Work task
Pick up the essay on marketing and beauty standards that follows and continue it after its last sentence.

Get-woke-go-broke on full display, but more fundamentally, this is yet another example of a company deciding what its customers should like (and think) rather than giving them what they want (a Kinks song comes to mind here).
Or, in Bud Light's case in its notorious Dylan Mulvaney blunder, in dismissing its base as it sought to capture "woke" consumers.
Some might be inclined to accuse me of fat-shaming, but flip the script for a moment. Women, would you think that putting a photo like this, or the article’s cover photo, on the cover of a magazine intended to celebrate the male form is a good marketing play?
If big is your thing, go with it, but the body positivity movement ignores basic realities regarding health and human attraction.
Take a step further, and this all feels born of postmodernist subjectivity. Not only in the "gender is a construct" narrative, but in "beauty is a construct" as well. It is absolutely true that tastes vary, but that only works up to a point. I once read a rebuttal to "beauty is in the eye of the beholder" that noted if true there could never be a consensus. And not just regarding swimsuit models. What makes the Mona Lisa, or the ceiling of the Sistine Chapel, or the Girl With A Pearl Earring so universally admired, if beauty is subjective? Do people really believe that it's only because we've been conditioned to think so?

Extracted records
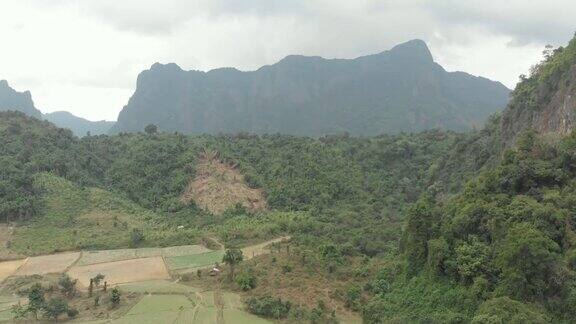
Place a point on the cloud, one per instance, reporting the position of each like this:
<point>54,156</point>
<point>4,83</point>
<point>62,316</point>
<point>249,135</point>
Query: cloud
<point>85,55</point>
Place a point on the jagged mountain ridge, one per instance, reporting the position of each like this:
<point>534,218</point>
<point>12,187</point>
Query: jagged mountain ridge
<point>402,89</point>
<point>11,99</point>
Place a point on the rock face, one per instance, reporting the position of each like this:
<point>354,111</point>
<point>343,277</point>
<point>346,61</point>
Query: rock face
<point>402,89</point>
<point>546,100</point>
<point>79,126</point>
<point>11,99</point>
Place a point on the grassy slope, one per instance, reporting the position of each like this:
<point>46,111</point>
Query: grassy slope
<point>89,218</point>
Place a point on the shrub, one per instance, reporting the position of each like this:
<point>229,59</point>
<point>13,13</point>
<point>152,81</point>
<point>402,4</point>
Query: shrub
<point>246,281</point>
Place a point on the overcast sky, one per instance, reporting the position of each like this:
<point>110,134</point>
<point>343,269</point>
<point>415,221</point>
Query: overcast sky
<point>84,56</point>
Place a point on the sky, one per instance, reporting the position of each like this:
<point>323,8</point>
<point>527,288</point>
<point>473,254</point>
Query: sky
<point>84,56</point>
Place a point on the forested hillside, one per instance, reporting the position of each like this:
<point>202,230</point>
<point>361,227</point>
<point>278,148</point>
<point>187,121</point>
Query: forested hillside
<point>433,227</point>
<point>340,194</point>
<point>502,250</point>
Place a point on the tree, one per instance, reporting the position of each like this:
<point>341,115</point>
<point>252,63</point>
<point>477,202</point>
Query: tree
<point>151,129</point>
<point>97,279</point>
<point>527,260</point>
<point>232,257</point>
<point>417,234</point>
<point>36,299</point>
<point>55,307</point>
<point>115,297</point>
<point>136,237</point>
<point>506,310</point>
<point>91,287</point>
<point>67,285</point>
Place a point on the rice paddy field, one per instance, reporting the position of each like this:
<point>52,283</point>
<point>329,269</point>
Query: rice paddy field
<point>55,263</point>
<point>194,261</point>
<point>124,271</point>
<point>94,257</point>
<point>144,274</point>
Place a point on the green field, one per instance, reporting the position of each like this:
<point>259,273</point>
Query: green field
<point>77,218</point>
<point>93,257</point>
<point>194,261</point>
<point>178,308</point>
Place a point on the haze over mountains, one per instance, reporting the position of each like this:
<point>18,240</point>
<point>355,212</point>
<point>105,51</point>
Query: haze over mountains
<point>402,89</point>
<point>11,99</point>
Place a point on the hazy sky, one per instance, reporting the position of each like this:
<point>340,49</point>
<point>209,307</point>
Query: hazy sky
<point>84,56</point>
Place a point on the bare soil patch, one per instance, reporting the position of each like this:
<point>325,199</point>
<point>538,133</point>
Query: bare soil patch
<point>263,248</point>
<point>122,271</point>
<point>9,267</point>
<point>6,237</point>
<point>54,263</point>
<point>219,186</point>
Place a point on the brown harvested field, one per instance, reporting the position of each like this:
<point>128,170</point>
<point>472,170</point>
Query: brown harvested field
<point>54,263</point>
<point>263,248</point>
<point>122,271</point>
<point>219,186</point>
<point>104,256</point>
<point>8,268</point>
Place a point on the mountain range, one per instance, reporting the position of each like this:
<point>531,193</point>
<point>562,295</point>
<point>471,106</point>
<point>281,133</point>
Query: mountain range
<point>11,99</point>
<point>399,90</point>
<point>402,89</point>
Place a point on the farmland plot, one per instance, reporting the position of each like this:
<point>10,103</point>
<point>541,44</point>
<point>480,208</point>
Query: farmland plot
<point>122,271</point>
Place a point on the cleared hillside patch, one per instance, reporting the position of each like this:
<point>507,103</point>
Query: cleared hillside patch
<point>77,218</point>
<point>219,186</point>
<point>8,268</point>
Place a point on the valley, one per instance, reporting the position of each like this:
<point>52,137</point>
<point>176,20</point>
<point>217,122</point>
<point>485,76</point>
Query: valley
<point>152,277</point>
<point>345,188</point>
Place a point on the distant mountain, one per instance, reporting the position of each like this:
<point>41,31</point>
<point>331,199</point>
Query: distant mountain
<point>402,89</point>
<point>11,99</point>
<point>79,126</point>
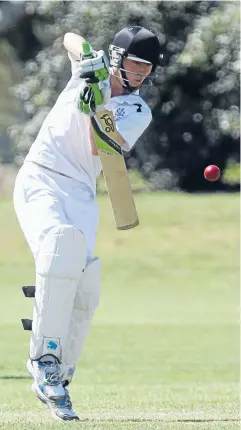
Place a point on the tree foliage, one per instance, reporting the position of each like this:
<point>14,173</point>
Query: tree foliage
<point>195,99</point>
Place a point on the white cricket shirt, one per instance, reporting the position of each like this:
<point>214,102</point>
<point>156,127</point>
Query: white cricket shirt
<point>63,142</point>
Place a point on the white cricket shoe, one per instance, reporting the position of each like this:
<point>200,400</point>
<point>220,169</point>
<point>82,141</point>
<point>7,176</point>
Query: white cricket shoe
<point>48,388</point>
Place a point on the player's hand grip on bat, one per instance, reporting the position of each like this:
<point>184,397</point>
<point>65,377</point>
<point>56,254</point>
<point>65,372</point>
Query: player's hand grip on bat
<point>99,64</point>
<point>91,98</point>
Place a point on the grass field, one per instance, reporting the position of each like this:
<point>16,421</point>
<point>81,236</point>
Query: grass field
<point>164,347</point>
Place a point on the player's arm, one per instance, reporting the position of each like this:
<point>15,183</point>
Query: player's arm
<point>73,44</point>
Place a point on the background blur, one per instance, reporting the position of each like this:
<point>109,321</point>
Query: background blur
<point>164,346</point>
<point>195,97</point>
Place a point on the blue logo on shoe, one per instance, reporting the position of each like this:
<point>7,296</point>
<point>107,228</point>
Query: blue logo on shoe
<point>52,345</point>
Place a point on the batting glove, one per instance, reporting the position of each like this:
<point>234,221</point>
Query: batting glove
<point>99,65</point>
<point>90,97</point>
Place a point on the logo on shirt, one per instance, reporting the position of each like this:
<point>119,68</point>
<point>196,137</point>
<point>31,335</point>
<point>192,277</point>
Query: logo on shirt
<point>119,113</point>
<point>109,125</point>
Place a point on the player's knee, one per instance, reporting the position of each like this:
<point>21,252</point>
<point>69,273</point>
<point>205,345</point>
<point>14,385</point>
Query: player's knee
<point>88,292</point>
<point>63,253</point>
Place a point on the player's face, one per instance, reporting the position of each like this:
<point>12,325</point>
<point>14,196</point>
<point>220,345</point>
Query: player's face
<point>137,71</point>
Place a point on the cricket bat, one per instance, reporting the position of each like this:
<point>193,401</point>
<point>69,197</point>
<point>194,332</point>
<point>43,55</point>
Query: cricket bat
<point>113,164</point>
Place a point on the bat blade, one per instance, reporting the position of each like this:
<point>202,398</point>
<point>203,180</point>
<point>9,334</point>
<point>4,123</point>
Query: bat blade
<point>114,171</point>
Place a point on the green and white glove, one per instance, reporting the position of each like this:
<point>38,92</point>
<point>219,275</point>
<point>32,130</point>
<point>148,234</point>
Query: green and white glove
<point>98,64</point>
<point>90,97</point>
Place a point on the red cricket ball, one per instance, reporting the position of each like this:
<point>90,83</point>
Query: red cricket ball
<point>212,173</point>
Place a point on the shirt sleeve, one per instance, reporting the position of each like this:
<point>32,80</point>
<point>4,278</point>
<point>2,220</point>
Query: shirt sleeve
<point>131,120</point>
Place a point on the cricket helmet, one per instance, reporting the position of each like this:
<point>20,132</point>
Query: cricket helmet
<point>136,43</point>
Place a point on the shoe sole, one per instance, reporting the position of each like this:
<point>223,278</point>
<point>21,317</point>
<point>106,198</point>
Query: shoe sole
<point>36,390</point>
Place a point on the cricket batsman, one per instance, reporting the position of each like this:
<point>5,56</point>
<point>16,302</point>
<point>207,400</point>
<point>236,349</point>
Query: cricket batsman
<point>54,199</point>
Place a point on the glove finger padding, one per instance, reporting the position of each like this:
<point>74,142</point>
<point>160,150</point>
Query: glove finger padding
<point>86,100</point>
<point>89,77</point>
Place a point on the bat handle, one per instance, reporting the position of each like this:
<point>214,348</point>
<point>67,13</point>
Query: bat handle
<point>88,53</point>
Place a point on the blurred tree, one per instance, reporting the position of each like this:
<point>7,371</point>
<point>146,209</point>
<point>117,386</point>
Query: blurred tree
<point>196,118</point>
<point>10,108</point>
<point>196,99</point>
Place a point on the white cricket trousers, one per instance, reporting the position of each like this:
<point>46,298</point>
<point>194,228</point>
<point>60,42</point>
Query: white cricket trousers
<point>44,199</point>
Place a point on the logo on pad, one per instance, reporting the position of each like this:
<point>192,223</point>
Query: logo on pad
<point>52,345</point>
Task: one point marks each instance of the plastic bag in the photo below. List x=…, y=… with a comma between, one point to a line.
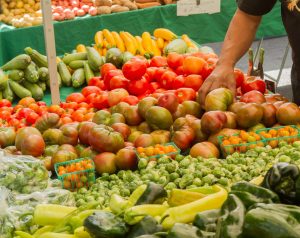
x=22, y=174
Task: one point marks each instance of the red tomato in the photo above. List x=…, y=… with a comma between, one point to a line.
x=239, y=77
x=131, y=100
x=106, y=68
x=118, y=82
x=32, y=117
x=193, y=65
x=89, y=90
x=134, y=69
x=109, y=75
x=158, y=61
x=75, y=97
x=178, y=82
x=5, y=103
x=138, y=87
x=175, y=60
x=185, y=94
x=193, y=81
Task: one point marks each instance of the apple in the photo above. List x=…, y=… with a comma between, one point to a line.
x=218, y=100
x=168, y=101
x=249, y=115
x=205, y=150
x=126, y=159
x=105, y=163
x=288, y=114
x=253, y=96
x=213, y=121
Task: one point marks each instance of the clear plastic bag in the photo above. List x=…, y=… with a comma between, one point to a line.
x=22, y=174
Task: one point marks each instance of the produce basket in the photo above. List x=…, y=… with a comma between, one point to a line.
x=155, y=152
x=272, y=136
x=75, y=174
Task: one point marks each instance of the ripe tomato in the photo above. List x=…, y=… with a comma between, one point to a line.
x=138, y=87
x=89, y=90
x=193, y=65
x=26, y=101
x=118, y=82
x=75, y=97
x=158, y=61
x=166, y=80
x=135, y=68
x=175, y=60
x=5, y=103
x=193, y=81
x=131, y=100
x=106, y=68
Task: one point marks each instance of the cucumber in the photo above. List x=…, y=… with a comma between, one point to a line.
x=3, y=80
x=42, y=85
x=38, y=58
x=88, y=72
x=65, y=75
x=8, y=93
x=76, y=56
x=16, y=75
x=31, y=73
x=19, y=62
x=19, y=90
x=43, y=74
x=36, y=91
x=94, y=59
x=78, y=78
x=77, y=64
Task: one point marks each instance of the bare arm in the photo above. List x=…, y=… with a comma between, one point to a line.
x=239, y=38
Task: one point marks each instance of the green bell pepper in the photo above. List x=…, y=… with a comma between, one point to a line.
x=284, y=179
x=147, y=226
x=251, y=194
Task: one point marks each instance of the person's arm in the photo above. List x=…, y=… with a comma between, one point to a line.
x=239, y=38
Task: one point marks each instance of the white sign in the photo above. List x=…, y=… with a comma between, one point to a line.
x=190, y=7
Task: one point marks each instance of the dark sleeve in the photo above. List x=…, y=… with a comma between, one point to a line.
x=256, y=7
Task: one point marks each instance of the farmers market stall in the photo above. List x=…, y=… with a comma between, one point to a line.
x=198, y=27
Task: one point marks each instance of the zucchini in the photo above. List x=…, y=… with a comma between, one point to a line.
x=38, y=58
x=42, y=85
x=8, y=93
x=88, y=72
x=43, y=74
x=19, y=90
x=75, y=56
x=76, y=64
x=3, y=80
x=78, y=78
x=64, y=74
x=16, y=75
x=31, y=73
x=36, y=91
x=19, y=62
x=94, y=59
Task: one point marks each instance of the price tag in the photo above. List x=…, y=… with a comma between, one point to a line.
x=190, y=7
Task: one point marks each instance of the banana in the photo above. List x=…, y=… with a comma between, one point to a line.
x=164, y=33
x=109, y=37
x=99, y=39
x=119, y=41
x=130, y=47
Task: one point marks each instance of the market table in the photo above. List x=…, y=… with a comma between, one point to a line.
x=202, y=28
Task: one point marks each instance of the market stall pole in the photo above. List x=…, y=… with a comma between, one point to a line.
x=50, y=50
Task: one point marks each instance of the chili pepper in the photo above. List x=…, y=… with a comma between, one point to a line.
x=187, y=212
x=148, y=225
x=135, y=214
x=230, y=224
x=251, y=194
x=284, y=179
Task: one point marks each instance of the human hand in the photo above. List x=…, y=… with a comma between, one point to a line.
x=222, y=77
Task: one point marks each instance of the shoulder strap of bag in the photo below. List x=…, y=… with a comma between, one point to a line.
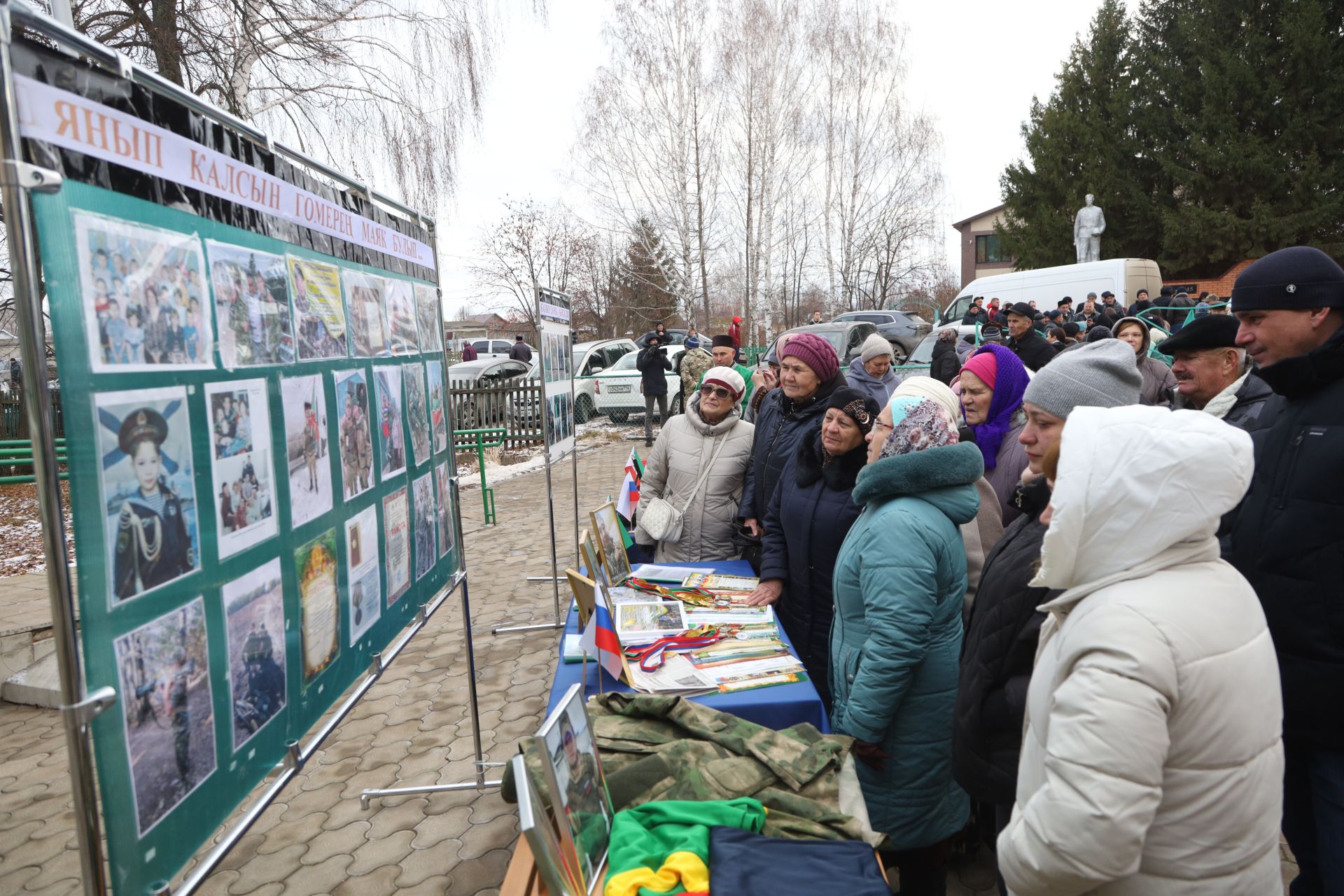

Result for this task
Apparently, some do. The various acceptance movements, if they limited themselves to "treat everyone with respect, no matter if they are old or heavy or short or differently skin-colored or LGBTetc," would be unqualified good things for society. But, the activists have corrupted these movements into something else - something that demands we somehow override our biological wiring.
There's a reason that five decades of SI swimsuit edition covers had remarkably consistency - what men are physically attracted to is not simply a construct. That holds true for what women are attracted to, as well. I won't delve into the biology of attraction here, but it certainly does exist.
For further evidence, consider how gay men and lesbian women are being informed (harangued, TBT) that they should be attracted to trans persons who haven't altered their private bits.
Companies forget that their success, and indeed their survival, relies on pleasing their customers. I covered that here not long ago. Companies can be edgy and controversial and achieve success, but there are limits, and when bosses forget themselves and decide to push rather than heed, they put even the most established brands at risk.
All over present-day culture, we find instance after instance of people telling others what they should like and what they should hate. The early signs of this were the scolds who'd declare a comedian or a TV show "not funny," rather than simply saying "I don't like this." That sort of arrogance would be astounding were it not so common, and with the emergence of social media echo chambers, people who make such declarations find enough simps and sycophants to validate their "better than thou" behavior that they don't get how abrasive it is to the rest of us.
When Sports Illustrated went woke, "broke" wasn't far behind. Why? Because its core audience didn't want woke. It's as simple as that.
Peter, if you’re going to show a photo of my big, fat stomach, you need to pay me royalties! (Unless, of course, it was taken at your Big, Fat Greek Wedding!)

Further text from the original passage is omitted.